:: CONSIGNES ::
#1 D'après le passage sur l'éternel retour, quelle définition de l'homme remonte à Aristote ?
#2 Prolongez le passage sur l'éternel retour à partir de l'endroit où il s'arrête.

======== PASSAGE FOURNI ========

Heidegger dit que «l’éternel retour du même est le plus haut triomphe de la métaphysique de la volonté qui désire éternellement son vouloir même«[72]. Etant donné que le passé est le produit de la volonté, cette volonté s’avère donc capable de re-vouloir son passé, c’est-à-dire qu’elle désire le retour de ce qui est passé et bannit ainsi tout ressentiment de son rapport au temps. Le problème est ici le suivant : si la volonté re-veut son passé, n’est-elle pas elle aussi figée dans son vouloir ? Quelle est la différence avec ceux qui ont fixé une fois pour toute leur volonté – nihilistes ? Cette fixation ne peut être obtenue, nous dit Heidegger, seulement dans la mesure où l’homme est capable de se mettre au-dessus de lui-même, c’est-à-dire seulement s’il est capable de se déterminer lui-même sans recourir à la définition dans laquelle il se trouve –animal rationale depuis Aristote. Ainsi, lorsque l’homme opère sa propre détermination, il imprime le sceau de l’éternité à chaque exercice de sa volonté et accepte, dans cette auto-détermination de la volonté, son propre déclin, puisque une fois déterminé, il ne peut plus vouloir se déterminer différemment ( son passé ne pourrait pas être re-voulu). Finalement, l’affirmation du vouloir sur le temps fixe une valeur, non plus objective et reconnue comme tel par tous, mais subjective, c’est-à-dire qui n’engage que celui qui la fixe.
Parallèlement, l’éternel retour est la condition principale pour l’Etre de tout devenir, puisqu’elle désire que ce qui vient de passer revienne et ce éternellement :
«Tout va, tout revient ; la roue de l’être marche sans fin. Tout meurt, tout renaît, l’an de l’être est éternellement en cours.

======== ENTRÉES DE DONNÉES ========

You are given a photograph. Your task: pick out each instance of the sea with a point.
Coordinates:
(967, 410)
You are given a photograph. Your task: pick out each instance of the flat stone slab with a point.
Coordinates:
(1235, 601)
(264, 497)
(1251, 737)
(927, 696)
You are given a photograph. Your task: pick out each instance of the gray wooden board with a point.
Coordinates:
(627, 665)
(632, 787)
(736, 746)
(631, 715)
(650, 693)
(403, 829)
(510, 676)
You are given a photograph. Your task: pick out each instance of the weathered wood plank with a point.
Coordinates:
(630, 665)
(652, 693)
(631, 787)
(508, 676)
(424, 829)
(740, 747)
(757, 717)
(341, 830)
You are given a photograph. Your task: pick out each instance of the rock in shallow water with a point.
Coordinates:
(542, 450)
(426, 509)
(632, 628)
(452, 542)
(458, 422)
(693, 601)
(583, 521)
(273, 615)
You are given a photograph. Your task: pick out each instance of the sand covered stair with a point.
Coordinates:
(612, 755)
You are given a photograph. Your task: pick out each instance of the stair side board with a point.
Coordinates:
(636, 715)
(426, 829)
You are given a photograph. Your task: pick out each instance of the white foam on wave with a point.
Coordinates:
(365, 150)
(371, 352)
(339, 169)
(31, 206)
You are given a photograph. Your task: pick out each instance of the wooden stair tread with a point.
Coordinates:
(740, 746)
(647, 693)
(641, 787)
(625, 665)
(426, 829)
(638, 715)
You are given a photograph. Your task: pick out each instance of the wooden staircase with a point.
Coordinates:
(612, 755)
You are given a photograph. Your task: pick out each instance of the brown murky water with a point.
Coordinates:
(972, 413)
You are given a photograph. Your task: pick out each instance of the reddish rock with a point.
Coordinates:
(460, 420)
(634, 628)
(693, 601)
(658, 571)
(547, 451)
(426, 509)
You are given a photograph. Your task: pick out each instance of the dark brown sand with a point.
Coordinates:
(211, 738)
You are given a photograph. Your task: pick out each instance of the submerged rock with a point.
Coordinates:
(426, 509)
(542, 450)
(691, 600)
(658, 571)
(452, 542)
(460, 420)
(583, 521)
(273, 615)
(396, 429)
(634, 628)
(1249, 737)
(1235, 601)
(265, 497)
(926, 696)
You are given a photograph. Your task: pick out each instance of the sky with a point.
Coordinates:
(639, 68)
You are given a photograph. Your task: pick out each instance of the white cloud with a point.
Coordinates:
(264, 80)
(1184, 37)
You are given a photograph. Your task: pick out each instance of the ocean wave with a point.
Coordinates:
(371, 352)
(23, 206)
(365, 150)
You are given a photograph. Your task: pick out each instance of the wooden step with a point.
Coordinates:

========

:: RÉPONSES ::
#1 Animal rationale.

#2
Tout se brise, tout est rassemblé ; éternellement se bâtit la même maison de l’être. Tout se sépare, tout se retrouve ; l’anneau de l’être reste éternellement fidèle à soi-même. «[73]
L’Eternel retour du même est donc l’Etre de tout devenir, parce que vouloir affirmer sa volonté positivement dans le temps revient à libérer l’avenir du chaos et de l’absurde – chaque acte de la volonté se réfère à la volonté de puissance qui délivre, ainsi cet acte subjectif de la volonté peut donner sens à l ’humain. L’éternel retour permet donc d’entrevoir un plus que l’homme, un au-delà de l’homme.
En ouvrant les portes de l’avenir, l’éternel retour donne le temps : en effet, le temps est rattaché au vouloir, la conséquence en est que ce qui passe ne fait plus que passer, mais est voulu et ainsi donné à la volonté. De plus, la puissance de cette volonté ne cherche pas, selon Nietzsche, à devenir acte (comme chez Aristote : toute chose vise son telos, le gland deviendra chaîne), mais continue à s’intensifier infiniment et démesurément. Le devenir retourne donc constamment à la volonté de puissance ; c’est-à-dire que la puissance de l’homme, loin de s’arrêter à poursuivre des fins qu’elle aurait elle-même déterminée, continue à être puissance dans le temps : « Homme ! Toute ta vie est pareille à une horloge à sable, qui se renverse sans cesse, avec toujours le même sable qui s’écoule, le temps d’une minute, pendant laquelle toutes les conditions qui déterminent ton existence reviennent dans l’orbite du temps[…]Cet anneau dont tu es un petit maillon, éternellement reviendra briller.«[74] En clair, cela signifie que l’avenir, le monde n’est pas configuré à partir du présent, mais est en perpétuelle reconfiguration.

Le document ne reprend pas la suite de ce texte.